• **Your goal**: Copy every line of the records below word for word, without changing anything.

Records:
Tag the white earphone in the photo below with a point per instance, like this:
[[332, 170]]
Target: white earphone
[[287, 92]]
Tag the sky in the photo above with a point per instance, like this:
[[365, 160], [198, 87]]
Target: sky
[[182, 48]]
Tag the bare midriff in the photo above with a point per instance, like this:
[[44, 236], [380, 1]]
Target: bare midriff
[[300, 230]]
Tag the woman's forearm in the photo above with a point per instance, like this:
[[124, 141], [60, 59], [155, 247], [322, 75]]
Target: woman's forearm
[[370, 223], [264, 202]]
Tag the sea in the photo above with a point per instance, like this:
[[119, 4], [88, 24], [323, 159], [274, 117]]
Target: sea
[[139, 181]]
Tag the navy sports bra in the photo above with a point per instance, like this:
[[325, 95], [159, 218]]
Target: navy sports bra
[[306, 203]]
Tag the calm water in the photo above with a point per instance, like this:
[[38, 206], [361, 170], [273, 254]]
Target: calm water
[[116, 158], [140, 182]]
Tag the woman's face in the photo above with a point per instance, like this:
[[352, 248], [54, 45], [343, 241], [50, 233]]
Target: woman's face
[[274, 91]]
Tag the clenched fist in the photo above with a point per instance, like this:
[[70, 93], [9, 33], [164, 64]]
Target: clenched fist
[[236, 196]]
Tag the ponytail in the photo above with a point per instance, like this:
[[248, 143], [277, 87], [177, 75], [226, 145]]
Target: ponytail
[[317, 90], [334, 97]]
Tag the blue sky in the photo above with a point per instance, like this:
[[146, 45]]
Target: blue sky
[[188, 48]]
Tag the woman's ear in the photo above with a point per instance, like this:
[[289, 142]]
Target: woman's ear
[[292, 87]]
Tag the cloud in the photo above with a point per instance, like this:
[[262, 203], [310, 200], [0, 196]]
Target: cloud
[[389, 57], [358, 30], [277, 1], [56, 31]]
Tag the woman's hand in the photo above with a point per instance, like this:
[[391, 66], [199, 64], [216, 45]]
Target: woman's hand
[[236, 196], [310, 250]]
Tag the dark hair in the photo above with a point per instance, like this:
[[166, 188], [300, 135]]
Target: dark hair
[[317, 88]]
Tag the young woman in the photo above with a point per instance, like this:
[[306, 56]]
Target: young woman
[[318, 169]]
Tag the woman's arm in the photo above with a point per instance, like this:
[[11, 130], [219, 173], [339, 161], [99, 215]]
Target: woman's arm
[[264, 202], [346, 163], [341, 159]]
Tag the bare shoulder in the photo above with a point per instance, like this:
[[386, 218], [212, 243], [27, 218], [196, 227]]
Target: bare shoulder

• **Output of the exercise**:
Tag the white earphone in the photo below with a point per instance, like this:
[[332, 170]]
Target: white earphone
[[287, 92]]
Tag the sky in the photo above with a point per instance, like this:
[[365, 160], [198, 87]]
Target: sky
[[182, 48]]
Tag the bare midriff in the photo above with a point per instance, like this:
[[44, 236], [380, 1]]
Target: bare midriff
[[300, 230]]
Tag the woman's forearm in the photo above with a point per instance, like this:
[[124, 141], [60, 59], [155, 247], [322, 75]]
Target: woman's forearm
[[370, 223], [264, 202]]
Tag the sea in the photo above with a point per instance, like this:
[[119, 4], [88, 24], [323, 159], [274, 117]]
Target: sea
[[139, 181]]
Tag the navy sports bra in the photo above with a point per instance, like this:
[[325, 95], [159, 218]]
Target: navy sports bra
[[306, 203]]
Tag the calm water in the photo above with a point per instance, like this:
[[38, 206], [361, 170], [273, 254]]
Target: calm water
[[116, 158], [140, 182]]
Tag the woman's face in the photo above with a point per instance, like this:
[[352, 248], [54, 45], [343, 241], [50, 233]]
Target: woman's face
[[274, 91]]
Tag the clenched fist in the photo above with a point per instance, like this:
[[70, 93], [9, 33], [164, 64]]
Target: clenched fist
[[236, 196]]
Tag the ponytail in the photo above with a point per instance, like this:
[[248, 143], [277, 87], [177, 75], [226, 145]]
Target: ponytail
[[317, 90], [334, 97]]
Tag the blue sky in the photo above with a point per instance, like this:
[[146, 45]]
Target: blue sky
[[188, 48]]
Tag the woman's ear in the photo above with a point per instance, like this:
[[289, 142]]
Target: woman's ear
[[292, 87]]
Tag the cloud in the photo above with a point per instance, like this:
[[262, 203], [310, 200], [0, 196]]
Target: cloud
[[389, 57], [358, 30], [277, 1], [56, 31]]
Tag the woman's hand in the photo above with a point per instance, like this:
[[391, 66], [199, 64], [216, 45]]
Target: woman's hand
[[236, 196], [310, 250]]
Tag the dark hair in the photo above with a point per instance, like this:
[[166, 188], [300, 135]]
Target: dark hair
[[317, 88]]
Tag the young woman in the photo above with a point per instance, like this:
[[306, 56]]
Target: young woman
[[318, 169]]
Tag the woman's arm in the photo above with a point per instance, like this:
[[11, 130], [219, 173], [339, 161], [99, 215]]
Target: woman's arm
[[264, 202], [346, 163], [341, 159]]
Tag the bare shoulder in the photo above with a point per instance, like this:
[[386, 218], [212, 243], [27, 218], [196, 227]]
Target: bare shoulder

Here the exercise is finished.